[START Exercise material]

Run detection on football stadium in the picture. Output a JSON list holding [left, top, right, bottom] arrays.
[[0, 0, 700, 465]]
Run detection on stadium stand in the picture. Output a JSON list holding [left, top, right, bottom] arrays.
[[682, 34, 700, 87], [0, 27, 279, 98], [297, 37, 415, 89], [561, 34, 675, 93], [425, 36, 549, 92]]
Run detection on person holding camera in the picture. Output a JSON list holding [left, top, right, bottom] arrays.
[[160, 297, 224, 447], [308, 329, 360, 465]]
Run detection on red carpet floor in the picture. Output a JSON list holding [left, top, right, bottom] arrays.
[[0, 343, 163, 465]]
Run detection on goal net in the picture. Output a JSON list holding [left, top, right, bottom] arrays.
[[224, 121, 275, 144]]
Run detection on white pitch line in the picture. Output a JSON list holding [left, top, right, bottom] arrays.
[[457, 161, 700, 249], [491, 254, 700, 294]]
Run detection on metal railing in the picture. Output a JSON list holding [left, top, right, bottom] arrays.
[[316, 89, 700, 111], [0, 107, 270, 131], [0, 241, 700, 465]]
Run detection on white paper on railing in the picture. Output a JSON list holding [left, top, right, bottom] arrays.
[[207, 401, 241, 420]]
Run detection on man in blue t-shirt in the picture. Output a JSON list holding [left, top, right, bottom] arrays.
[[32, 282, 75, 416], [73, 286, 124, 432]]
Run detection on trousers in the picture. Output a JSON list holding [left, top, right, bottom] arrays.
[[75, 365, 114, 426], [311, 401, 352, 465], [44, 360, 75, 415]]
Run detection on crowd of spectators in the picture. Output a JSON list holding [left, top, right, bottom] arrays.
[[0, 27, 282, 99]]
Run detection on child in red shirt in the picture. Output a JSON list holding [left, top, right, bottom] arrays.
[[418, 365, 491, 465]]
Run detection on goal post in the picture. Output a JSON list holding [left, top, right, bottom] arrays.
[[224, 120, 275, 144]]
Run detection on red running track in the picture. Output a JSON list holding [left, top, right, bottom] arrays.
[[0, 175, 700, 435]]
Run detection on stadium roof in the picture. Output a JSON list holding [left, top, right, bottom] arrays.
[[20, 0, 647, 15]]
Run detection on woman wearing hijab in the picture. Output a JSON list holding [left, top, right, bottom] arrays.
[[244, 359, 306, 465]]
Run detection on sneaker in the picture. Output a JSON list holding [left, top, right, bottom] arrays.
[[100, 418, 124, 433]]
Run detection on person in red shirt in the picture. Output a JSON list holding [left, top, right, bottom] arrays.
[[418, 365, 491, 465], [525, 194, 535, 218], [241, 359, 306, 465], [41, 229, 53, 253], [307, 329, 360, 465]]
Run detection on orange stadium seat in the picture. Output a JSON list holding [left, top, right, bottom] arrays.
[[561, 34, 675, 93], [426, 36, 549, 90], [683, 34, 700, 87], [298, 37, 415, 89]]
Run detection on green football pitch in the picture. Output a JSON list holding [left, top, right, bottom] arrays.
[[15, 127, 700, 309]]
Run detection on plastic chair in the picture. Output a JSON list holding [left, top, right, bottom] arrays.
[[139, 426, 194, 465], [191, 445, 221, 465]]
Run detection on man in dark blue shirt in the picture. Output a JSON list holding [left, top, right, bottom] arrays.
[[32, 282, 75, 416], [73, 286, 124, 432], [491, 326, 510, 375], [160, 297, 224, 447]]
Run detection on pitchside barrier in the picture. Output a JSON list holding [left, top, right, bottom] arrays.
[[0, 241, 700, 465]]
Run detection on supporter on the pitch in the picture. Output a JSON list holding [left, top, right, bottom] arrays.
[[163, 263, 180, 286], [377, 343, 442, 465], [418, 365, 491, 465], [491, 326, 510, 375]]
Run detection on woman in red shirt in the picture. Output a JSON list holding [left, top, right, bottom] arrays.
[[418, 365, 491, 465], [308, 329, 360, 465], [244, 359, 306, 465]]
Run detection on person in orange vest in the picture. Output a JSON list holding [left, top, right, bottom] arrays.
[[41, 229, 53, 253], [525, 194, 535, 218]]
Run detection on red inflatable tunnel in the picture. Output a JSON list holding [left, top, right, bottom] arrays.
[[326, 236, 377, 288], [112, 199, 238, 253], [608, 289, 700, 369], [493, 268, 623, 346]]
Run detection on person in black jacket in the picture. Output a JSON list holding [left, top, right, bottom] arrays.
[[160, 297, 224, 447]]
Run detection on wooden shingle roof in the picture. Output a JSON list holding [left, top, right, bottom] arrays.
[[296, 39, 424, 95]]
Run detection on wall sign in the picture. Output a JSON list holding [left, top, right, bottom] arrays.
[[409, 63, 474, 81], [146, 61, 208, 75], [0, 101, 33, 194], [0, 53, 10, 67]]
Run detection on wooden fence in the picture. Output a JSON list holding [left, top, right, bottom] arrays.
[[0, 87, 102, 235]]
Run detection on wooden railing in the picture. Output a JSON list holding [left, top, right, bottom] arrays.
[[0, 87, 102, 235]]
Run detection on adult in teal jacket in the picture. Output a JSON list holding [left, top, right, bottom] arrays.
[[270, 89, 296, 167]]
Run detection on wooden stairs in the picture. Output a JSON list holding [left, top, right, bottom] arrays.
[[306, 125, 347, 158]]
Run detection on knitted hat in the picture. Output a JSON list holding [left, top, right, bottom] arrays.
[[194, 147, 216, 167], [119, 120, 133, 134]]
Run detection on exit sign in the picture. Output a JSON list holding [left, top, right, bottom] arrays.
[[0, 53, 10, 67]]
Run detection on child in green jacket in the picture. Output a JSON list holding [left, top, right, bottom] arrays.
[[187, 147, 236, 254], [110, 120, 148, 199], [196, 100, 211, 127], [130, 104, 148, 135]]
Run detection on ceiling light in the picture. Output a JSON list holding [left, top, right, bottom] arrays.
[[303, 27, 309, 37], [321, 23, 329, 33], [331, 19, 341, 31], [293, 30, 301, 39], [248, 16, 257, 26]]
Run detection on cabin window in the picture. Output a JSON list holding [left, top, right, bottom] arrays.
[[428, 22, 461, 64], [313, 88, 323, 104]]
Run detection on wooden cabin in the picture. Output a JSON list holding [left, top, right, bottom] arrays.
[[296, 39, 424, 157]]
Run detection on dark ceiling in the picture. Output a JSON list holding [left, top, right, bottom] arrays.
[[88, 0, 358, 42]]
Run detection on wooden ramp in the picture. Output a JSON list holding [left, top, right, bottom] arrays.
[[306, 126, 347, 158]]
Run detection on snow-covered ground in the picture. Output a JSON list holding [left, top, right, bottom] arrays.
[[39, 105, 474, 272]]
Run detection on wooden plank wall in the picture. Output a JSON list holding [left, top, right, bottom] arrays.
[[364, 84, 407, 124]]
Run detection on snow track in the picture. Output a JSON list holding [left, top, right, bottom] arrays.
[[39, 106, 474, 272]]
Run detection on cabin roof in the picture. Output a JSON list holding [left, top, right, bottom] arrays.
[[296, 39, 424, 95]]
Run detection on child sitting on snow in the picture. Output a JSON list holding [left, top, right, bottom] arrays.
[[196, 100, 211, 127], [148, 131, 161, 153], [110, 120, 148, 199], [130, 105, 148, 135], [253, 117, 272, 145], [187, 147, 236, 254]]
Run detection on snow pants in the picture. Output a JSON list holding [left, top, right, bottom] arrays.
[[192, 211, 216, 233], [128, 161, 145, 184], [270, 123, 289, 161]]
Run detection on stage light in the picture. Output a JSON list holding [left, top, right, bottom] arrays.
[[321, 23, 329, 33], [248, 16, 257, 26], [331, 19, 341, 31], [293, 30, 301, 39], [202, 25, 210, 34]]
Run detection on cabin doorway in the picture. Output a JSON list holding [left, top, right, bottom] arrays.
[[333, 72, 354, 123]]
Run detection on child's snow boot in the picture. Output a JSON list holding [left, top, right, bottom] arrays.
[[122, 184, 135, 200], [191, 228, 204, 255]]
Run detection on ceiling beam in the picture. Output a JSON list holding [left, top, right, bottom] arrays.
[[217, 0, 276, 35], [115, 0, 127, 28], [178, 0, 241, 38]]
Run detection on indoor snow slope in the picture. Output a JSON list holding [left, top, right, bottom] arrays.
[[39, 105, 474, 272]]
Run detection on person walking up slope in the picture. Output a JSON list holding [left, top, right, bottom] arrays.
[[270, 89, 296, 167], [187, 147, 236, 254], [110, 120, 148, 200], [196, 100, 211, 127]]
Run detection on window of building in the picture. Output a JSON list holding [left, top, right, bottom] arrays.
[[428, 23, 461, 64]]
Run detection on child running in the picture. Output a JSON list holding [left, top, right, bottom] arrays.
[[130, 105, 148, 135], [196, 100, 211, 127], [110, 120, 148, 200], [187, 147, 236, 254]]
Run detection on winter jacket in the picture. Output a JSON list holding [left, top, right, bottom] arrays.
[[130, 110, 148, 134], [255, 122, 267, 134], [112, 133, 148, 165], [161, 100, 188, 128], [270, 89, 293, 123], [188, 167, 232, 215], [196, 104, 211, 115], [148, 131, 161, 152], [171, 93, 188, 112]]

[END Exercise material]

=== Problem to solve ===
Please write out again in full the lines of the listing between the line holding "Run detection on orange" and the line holding "37, 415, 89]]", inclusive, shifting each bounding-box coordinate by -128.

=== Answer to the problem ===
Run detection on orange stadium seat in the picture. Output a JSON list holding [left, top, right, bottom] arrays.
[[433, -94, 547, -35], [298, -92, 421, -38], [555, -94, 572, -41], [170, -91, 287, -39]]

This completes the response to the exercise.